▸ **Task details**: Filter the records below and keep every line that contains the word "blue", treating uppercase and lowercase as different.

▸ **Input data**:
============

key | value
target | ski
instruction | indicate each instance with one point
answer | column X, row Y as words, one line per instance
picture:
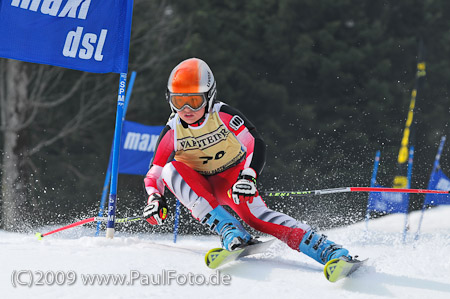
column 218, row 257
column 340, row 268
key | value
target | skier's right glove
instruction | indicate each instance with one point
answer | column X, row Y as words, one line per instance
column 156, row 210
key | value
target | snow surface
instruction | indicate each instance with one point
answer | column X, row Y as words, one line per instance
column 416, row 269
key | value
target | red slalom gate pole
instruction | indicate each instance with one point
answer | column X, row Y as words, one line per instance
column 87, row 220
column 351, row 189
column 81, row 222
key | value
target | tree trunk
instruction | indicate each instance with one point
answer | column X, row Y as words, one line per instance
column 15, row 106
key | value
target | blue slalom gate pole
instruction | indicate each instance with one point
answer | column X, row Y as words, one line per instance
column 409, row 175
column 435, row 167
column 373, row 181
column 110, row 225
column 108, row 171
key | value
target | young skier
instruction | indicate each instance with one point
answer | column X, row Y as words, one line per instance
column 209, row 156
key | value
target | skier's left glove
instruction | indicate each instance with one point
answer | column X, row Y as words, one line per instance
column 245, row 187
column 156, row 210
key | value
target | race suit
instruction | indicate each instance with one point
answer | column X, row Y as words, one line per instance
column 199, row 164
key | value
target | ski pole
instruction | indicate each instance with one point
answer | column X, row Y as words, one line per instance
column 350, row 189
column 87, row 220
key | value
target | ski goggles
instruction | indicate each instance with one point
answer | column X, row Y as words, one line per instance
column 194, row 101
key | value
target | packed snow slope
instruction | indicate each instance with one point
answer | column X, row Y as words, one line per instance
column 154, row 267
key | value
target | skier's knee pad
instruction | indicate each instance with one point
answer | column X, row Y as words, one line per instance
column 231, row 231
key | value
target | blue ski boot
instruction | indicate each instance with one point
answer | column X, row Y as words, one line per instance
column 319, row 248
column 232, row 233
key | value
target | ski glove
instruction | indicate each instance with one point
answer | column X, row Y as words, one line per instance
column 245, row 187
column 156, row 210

============

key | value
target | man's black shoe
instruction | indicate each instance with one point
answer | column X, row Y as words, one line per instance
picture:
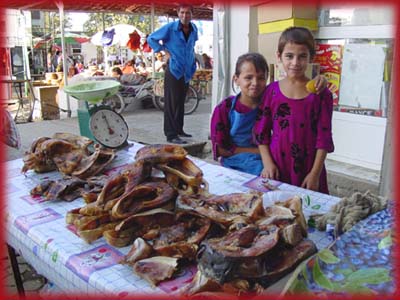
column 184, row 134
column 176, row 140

============

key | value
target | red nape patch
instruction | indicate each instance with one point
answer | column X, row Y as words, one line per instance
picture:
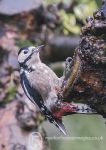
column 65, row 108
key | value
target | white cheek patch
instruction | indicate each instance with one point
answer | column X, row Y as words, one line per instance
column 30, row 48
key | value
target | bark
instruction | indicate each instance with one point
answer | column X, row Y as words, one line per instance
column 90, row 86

============

▸ **Problem solution**:
target | blue slalom gate pole
target | blue ski boot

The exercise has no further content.